## Given request
Rewrite every one of the entries below, putting "point" wherever "marker" appears and keeping everything else the same.

#####

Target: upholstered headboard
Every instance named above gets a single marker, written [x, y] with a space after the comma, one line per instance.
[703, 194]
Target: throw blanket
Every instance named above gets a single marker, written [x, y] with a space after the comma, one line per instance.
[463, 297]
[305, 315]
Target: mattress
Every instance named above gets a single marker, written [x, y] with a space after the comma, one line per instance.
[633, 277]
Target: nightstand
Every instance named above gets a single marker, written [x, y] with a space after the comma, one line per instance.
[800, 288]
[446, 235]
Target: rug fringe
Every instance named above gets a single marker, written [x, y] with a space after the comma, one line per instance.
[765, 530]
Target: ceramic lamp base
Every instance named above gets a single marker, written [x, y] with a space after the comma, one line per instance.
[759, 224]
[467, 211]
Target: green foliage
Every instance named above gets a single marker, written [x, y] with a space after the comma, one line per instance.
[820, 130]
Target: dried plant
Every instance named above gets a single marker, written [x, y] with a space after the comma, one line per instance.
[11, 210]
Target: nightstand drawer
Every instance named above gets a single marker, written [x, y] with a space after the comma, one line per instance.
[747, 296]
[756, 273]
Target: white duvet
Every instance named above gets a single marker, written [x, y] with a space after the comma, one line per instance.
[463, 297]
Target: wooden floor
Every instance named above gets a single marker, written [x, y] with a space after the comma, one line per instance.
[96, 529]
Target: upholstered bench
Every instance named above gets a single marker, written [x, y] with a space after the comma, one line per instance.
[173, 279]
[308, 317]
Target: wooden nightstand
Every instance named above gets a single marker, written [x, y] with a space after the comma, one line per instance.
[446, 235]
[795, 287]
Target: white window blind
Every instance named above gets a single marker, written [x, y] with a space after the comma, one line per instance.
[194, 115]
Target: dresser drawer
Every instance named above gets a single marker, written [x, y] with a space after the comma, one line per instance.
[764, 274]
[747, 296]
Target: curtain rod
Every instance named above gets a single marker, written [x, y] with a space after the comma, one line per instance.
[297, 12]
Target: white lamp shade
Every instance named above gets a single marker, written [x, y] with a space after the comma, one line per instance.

#####

## Output of the task
Target: upholstered headboard
Every instance named above gets a single point, written [x, y] with a space after the comma, one line per instance.
[703, 194]
Target: throw blanket
Every instance named above gets a single point, written [x, y] with a space after the comma, one line per instance.
[463, 297]
[305, 315]
Target: mattress
Every instance named above gets a single point, written [x, y] with a space after the comma, one line per instance.
[633, 277]
Target: nightstand
Every instance named above gets a single point, written [x, y] with a space after the comma, one line per instance.
[800, 288]
[446, 235]
Target: rug fringe
Every instance named above gets a single point, written [x, y] with a space after the comma, one line per instance.
[765, 530]
Target: ceramic lamp base
Every instance named above gets a single point, written [x, y] with a space after the comma, one line per instance.
[759, 224]
[467, 211]
Target: green foliage
Every instance named above gets a single point, written [x, y] with a space after the comma, one line per instance.
[820, 130]
Target: dried plant
Every instance named above gets a single point, written [x, y] with a space after the comma, one line per instance.
[11, 210]
Target: nightstand drawer
Every instance named above gets a single point, written [x, y] with a space after the comma, one line per instance.
[747, 296]
[756, 273]
Target: white duvet
Every instance named above gets a single point, written [x, y] with a space after the comma, one line per instance.
[463, 297]
Target: wooden floor
Every instance named above gets a single point, written [x, y] with a space after the comma, one line per instance.
[96, 529]
Target: upholstered bench
Every instance named above gets a single point, written [x, y] with a space after the comma, one line per instance.
[173, 279]
[308, 317]
Target: wooden nightstand
Every instance named above gets a single point, written [x, y] with a space after the comma, one line per instance.
[446, 235]
[795, 287]
Target: white window blind
Every instance named above gets a single point, written [x, y] with a space after the comma, one line per instance.
[194, 115]
Target: dresser drawer
Every instance named above gets a single point, written [x, y] with a space after the comma, one line per instance.
[764, 274]
[747, 296]
Target: curtain rod
Every instance named above gets a single point, written [x, y] with a space after the comma, one line per instance.
[297, 12]
Target: white lamp shade
Every instance named above gets a single point, written [x, y] with a space after the comma, one line per instance.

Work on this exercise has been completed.